[Records for this task]
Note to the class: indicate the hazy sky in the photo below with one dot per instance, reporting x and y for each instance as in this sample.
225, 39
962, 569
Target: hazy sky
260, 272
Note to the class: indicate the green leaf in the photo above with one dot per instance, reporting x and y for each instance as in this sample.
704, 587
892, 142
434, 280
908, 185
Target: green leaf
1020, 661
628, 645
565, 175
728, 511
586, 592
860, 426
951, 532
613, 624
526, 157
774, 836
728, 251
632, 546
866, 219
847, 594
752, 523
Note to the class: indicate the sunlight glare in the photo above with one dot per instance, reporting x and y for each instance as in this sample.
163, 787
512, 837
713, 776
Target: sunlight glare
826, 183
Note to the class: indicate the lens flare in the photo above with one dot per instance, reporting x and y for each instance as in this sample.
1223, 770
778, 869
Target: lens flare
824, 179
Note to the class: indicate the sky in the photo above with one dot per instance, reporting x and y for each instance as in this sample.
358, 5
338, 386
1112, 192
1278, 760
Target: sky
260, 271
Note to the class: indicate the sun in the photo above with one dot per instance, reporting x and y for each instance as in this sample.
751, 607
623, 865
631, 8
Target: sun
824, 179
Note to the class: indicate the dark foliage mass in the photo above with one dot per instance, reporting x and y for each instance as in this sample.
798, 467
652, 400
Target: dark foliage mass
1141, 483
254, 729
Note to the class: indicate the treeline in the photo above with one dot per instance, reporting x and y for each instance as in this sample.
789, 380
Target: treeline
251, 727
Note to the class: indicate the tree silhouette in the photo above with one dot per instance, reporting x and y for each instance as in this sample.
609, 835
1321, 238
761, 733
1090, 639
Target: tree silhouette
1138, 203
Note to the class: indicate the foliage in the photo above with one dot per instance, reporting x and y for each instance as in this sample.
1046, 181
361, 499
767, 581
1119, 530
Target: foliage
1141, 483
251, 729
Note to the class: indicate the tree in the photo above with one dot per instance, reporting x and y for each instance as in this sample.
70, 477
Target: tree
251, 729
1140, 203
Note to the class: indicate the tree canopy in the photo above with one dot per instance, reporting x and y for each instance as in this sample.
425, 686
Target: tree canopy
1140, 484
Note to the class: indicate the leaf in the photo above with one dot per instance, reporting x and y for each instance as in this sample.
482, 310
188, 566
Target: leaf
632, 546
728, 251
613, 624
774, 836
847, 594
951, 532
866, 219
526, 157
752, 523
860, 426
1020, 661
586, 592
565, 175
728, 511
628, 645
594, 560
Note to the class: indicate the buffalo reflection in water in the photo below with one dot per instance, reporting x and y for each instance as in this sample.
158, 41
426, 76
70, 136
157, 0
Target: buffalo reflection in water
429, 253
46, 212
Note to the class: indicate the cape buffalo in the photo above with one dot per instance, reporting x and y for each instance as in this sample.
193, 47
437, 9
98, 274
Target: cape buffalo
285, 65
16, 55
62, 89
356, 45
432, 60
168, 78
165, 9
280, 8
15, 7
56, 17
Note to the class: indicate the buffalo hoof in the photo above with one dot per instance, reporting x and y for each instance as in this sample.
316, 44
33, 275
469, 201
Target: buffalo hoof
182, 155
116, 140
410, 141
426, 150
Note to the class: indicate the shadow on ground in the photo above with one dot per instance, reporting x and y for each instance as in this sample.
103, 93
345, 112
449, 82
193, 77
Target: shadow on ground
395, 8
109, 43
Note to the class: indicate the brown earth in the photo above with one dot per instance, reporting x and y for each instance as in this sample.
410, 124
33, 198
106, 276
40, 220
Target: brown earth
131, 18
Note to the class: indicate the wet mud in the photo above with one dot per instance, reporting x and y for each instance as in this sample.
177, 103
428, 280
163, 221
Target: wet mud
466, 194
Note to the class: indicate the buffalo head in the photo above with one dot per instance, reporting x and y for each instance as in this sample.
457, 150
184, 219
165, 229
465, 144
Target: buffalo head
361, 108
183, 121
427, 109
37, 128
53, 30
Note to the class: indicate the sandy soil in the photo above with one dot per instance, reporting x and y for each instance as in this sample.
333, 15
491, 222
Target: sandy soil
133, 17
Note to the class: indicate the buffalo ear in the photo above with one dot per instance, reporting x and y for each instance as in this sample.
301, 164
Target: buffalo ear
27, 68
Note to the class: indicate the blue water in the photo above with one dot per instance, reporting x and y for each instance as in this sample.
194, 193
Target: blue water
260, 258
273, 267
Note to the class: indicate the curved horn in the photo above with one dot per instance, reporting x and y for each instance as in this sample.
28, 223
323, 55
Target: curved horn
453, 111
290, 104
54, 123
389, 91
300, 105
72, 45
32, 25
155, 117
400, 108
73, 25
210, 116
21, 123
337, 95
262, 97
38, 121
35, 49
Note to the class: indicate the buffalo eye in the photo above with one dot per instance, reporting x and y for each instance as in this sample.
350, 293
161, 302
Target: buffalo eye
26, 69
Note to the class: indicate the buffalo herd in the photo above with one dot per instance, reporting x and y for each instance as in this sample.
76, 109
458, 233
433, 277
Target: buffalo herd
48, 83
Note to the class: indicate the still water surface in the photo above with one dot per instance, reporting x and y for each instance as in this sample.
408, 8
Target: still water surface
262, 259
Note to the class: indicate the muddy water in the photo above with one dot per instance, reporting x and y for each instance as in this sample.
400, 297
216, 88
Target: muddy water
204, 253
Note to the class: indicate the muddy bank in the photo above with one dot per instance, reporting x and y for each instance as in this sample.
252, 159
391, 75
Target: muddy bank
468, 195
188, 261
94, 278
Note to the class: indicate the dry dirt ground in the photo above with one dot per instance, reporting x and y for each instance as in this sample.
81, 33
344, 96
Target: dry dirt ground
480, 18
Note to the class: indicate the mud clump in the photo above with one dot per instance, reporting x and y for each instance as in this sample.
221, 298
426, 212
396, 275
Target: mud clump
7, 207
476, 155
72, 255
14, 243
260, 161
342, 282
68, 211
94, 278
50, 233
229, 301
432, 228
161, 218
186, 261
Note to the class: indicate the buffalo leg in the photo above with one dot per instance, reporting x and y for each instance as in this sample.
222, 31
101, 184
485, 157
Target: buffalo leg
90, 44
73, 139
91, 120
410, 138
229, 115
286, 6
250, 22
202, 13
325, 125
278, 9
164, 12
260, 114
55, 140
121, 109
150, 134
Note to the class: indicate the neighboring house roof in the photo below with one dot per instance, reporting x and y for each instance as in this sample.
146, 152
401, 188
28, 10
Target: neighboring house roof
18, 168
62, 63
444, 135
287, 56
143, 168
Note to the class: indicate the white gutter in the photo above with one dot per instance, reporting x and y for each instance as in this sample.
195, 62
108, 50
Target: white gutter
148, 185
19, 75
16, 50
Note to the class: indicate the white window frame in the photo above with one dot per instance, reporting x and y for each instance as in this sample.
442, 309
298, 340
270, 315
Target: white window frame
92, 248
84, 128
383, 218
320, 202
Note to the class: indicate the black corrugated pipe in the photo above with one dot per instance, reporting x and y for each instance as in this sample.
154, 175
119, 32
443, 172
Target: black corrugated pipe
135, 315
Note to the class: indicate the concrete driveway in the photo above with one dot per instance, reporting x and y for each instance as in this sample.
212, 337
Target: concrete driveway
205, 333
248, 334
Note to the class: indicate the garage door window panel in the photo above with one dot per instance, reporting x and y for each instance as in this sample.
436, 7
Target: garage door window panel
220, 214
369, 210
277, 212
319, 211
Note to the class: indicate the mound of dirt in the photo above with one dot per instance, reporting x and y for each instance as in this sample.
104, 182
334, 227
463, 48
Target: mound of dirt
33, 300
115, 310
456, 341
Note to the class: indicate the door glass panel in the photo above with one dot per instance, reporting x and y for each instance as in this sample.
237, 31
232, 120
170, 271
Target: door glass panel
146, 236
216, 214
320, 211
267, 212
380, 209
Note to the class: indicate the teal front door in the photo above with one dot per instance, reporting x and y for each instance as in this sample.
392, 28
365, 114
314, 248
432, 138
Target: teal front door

[Task description] Write the lines out verbatim, from the one with "Note to the class: indicate the mound" through the last line of the entries, and stop there.

[Answer for this exercise]
Note to the class: indicate the mound of dirt in the photo above with one dot per instance, reporting x and y for each instance as in this sample.
104, 182
334, 227
463, 48
Target: mound of dirt
33, 300
115, 310
456, 341
Note to the class: indicate the door glass panel in the photo above with one dot per instance, reporting x and y for each instance as in this sample.
237, 31
232, 120
170, 271
Target: door glass panel
146, 236
216, 214
320, 211
267, 212
380, 209
Note to the class: indicate the teal front door in the photo above with one dot per instance, reporting x and y for each instance as in this sample.
392, 28
365, 114
314, 248
432, 138
Target: teal front door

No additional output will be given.